*** Opening of Record set ***

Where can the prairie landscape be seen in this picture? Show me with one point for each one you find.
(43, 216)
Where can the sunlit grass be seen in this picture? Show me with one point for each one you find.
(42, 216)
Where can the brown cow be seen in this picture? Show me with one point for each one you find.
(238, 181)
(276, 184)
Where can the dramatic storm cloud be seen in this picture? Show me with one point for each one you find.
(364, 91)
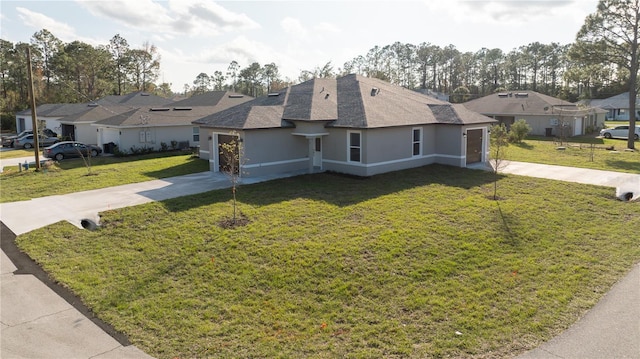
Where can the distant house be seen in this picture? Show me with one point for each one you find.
(617, 106)
(48, 115)
(353, 125)
(73, 120)
(153, 126)
(547, 116)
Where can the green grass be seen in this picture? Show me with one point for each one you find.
(70, 176)
(331, 266)
(16, 154)
(577, 153)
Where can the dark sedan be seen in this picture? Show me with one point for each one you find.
(70, 149)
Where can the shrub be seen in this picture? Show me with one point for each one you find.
(519, 131)
(140, 150)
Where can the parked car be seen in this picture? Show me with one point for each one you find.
(26, 141)
(7, 141)
(619, 132)
(69, 149)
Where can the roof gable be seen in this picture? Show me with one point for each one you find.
(351, 101)
(518, 103)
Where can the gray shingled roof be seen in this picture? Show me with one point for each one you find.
(213, 98)
(157, 116)
(95, 113)
(620, 101)
(134, 99)
(56, 109)
(520, 103)
(352, 101)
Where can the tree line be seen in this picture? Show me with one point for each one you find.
(75, 71)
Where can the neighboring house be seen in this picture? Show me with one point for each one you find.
(617, 107)
(547, 116)
(48, 116)
(72, 120)
(153, 126)
(353, 125)
(79, 127)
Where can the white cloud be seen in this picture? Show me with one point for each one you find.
(181, 17)
(294, 28)
(500, 11)
(40, 21)
(328, 27)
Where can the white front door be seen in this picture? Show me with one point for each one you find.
(317, 153)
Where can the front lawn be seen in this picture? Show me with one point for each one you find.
(17, 153)
(72, 175)
(418, 263)
(578, 152)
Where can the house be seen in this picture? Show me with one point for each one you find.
(617, 107)
(353, 125)
(72, 120)
(547, 116)
(167, 125)
(48, 115)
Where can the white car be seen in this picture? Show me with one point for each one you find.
(619, 132)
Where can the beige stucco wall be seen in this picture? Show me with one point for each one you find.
(130, 137)
(86, 133)
(383, 150)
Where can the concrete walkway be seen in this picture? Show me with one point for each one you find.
(37, 323)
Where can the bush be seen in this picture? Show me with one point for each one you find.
(140, 150)
(519, 131)
(8, 122)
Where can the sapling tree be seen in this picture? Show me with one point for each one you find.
(499, 141)
(232, 157)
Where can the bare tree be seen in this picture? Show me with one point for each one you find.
(232, 158)
(499, 143)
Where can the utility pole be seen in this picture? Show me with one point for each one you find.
(34, 119)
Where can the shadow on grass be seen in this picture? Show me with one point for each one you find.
(337, 189)
(193, 164)
(630, 166)
(524, 145)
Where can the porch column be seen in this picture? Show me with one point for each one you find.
(312, 149)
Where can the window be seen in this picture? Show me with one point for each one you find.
(354, 147)
(417, 141)
(196, 134)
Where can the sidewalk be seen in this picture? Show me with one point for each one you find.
(37, 323)
(39, 318)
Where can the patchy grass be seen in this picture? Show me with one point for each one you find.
(577, 153)
(72, 175)
(418, 263)
(17, 154)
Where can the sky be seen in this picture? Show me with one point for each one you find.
(196, 36)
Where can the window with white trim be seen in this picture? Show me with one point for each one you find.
(416, 142)
(355, 146)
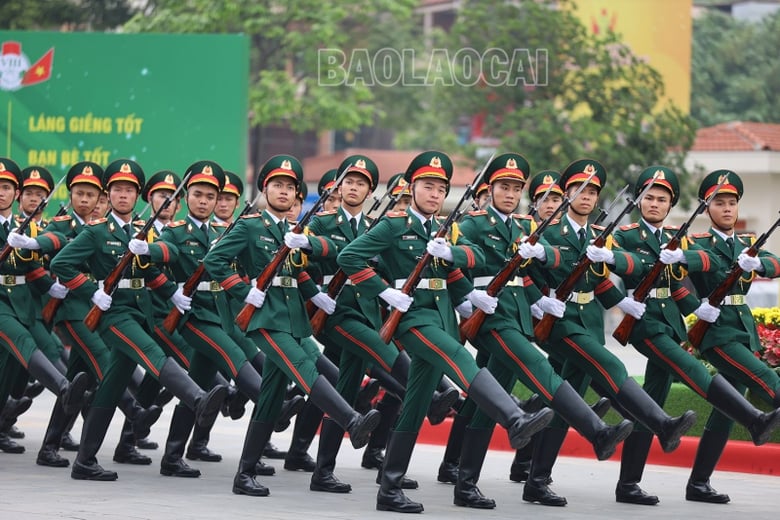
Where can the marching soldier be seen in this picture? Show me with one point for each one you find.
(731, 341)
(504, 334)
(127, 322)
(428, 329)
(279, 323)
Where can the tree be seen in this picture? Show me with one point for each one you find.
(590, 96)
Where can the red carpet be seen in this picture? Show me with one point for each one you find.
(739, 456)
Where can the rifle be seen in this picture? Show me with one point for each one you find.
(171, 321)
(471, 325)
(336, 284)
(111, 282)
(394, 318)
(267, 275)
(696, 333)
(544, 327)
(623, 330)
(6, 251)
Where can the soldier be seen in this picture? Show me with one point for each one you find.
(504, 334)
(428, 329)
(579, 336)
(279, 323)
(20, 270)
(661, 331)
(731, 342)
(126, 324)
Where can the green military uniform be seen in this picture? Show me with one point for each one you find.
(126, 325)
(731, 342)
(428, 330)
(278, 326)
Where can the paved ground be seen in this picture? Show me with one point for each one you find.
(33, 492)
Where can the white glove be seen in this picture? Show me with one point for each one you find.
(255, 297)
(102, 300)
(707, 312)
(181, 301)
(483, 301)
(296, 240)
(58, 290)
(527, 250)
(439, 248)
(22, 241)
(324, 302)
(465, 309)
(138, 247)
(632, 307)
(551, 306)
(748, 263)
(600, 254)
(673, 256)
(397, 299)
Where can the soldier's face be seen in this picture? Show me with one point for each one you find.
(226, 206)
(30, 198)
(83, 199)
(428, 195)
(354, 189)
(122, 196)
(8, 194)
(280, 194)
(506, 195)
(201, 200)
(655, 205)
(548, 205)
(724, 211)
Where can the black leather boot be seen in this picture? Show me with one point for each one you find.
(390, 496)
(86, 467)
(475, 446)
(125, 452)
(604, 438)
(172, 463)
(448, 469)
(710, 448)
(388, 407)
(632, 465)
(488, 394)
(327, 399)
(49, 455)
(546, 451)
(642, 407)
(206, 405)
(323, 478)
(244, 483)
(730, 402)
(298, 458)
(72, 393)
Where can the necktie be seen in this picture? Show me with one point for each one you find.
(353, 225)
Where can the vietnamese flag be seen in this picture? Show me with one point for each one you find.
(40, 71)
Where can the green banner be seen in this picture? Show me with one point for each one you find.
(162, 100)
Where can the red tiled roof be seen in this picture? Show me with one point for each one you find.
(738, 136)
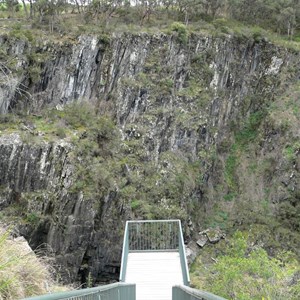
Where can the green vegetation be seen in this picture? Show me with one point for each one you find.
(22, 273)
(243, 270)
(182, 17)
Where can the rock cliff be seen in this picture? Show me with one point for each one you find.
(197, 134)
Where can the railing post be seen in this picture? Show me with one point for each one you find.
(183, 261)
(124, 254)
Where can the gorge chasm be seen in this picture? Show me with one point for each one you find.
(97, 130)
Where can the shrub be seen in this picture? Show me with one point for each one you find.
(22, 273)
(182, 32)
(245, 271)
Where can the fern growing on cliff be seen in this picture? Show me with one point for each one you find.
(22, 273)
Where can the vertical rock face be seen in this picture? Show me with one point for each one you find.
(168, 95)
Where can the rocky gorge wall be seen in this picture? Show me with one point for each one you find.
(166, 97)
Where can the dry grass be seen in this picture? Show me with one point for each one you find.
(22, 273)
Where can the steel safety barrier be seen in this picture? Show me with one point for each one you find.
(154, 235)
(186, 293)
(114, 291)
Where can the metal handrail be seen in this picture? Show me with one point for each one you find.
(156, 236)
(180, 292)
(114, 291)
(153, 235)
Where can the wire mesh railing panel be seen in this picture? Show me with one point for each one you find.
(187, 293)
(114, 291)
(153, 235)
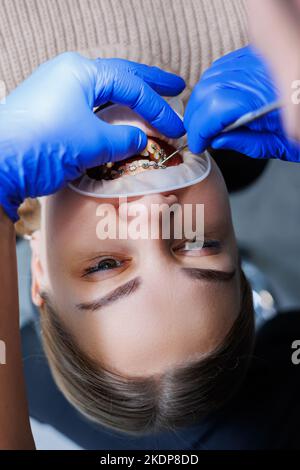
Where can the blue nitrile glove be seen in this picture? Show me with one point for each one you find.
(237, 83)
(49, 134)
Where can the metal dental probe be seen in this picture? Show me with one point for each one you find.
(245, 119)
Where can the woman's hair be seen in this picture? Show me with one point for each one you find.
(181, 396)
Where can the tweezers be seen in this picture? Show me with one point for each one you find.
(242, 121)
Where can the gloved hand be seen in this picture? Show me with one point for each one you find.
(49, 134)
(237, 83)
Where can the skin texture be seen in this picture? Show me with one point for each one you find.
(169, 317)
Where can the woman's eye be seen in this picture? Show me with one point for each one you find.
(104, 265)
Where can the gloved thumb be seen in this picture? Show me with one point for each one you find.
(102, 142)
(251, 143)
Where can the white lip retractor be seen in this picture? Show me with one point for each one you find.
(195, 168)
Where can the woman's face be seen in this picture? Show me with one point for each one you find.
(139, 306)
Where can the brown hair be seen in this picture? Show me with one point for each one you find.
(181, 396)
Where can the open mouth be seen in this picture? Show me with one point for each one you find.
(152, 158)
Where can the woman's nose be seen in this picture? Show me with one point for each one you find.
(149, 206)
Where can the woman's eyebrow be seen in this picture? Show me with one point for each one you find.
(122, 291)
(210, 275)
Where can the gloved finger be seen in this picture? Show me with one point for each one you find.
(103, 142)
(214, 114)
(254, 144)
(130, 90)
(223, 83)
(163, 82)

*** Close of Record set ***

** About this exercise **
Print exactly the lines from the one containing "Where can the gloved thumb" through the last line of the records above, both included.

** The answer **
Where can the gloved thumb be seen in this picture? Show me with one point for each one you find.
(102, 142)
(251, 143)
Where can the white lip retractor be seen in this picture? Show me with one point for each one you find.
(195, 168)
Where can the woman's face be seen in this picture? Show me with one point for each one you find.
(139, 306)
Where can the brown hair be seen in this picture? Show me with one point for each one you find.
(181, 396)
Where can the open mouth be seen in this picture? Show me with one point for each one you find.
(152, 158)
Where can the woman's nose be seen in this picture? Show me with one point for each one you find.
(149, 206)
Where can the woman's eyebrow be seen in this picture? Show me with one point for each one you find.
(122, 291)
(210, 275)
Where can the gloved finger be seen in this picture? Show me with one point for each one you find.
(103, 142)
(214, 114)
(254, 144)
(130, 90)
(223, 83)
(163, 82)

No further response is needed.